***** Supplied records
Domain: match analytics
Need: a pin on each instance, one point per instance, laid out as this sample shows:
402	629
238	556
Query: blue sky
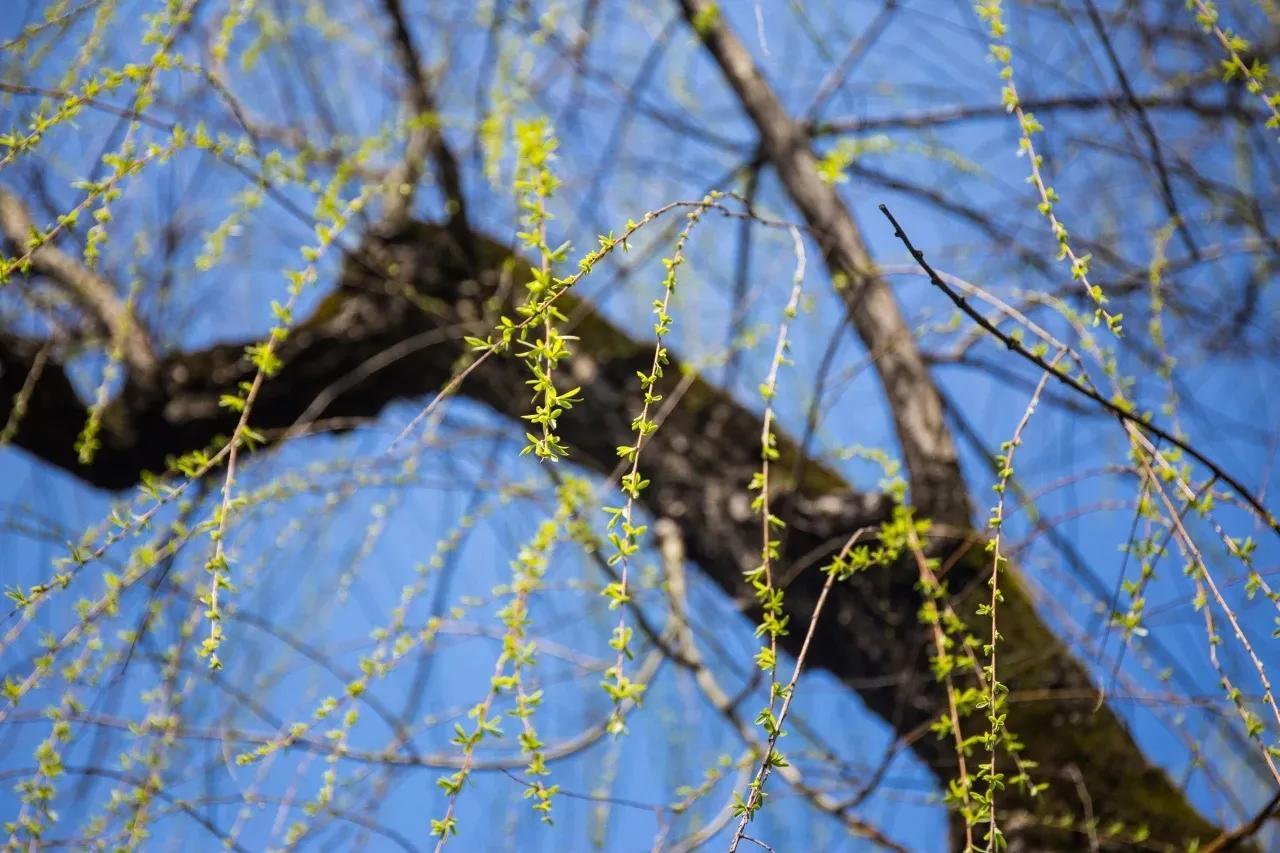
334	576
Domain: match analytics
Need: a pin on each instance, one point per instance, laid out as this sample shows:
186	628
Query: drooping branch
88	291
928	451
368	346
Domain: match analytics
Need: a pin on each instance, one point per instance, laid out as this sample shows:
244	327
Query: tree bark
699	464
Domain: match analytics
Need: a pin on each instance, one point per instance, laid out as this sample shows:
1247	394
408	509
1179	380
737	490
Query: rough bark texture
699	465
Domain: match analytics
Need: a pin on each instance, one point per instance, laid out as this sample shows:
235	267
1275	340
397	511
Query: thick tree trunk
699	464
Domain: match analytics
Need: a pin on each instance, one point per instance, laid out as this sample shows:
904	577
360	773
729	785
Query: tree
297	466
**********
▸ **Challenge**
Please count how many lines in the records above contain the string "tree", with case counting, and reply with only the number.

▸ **The response**
3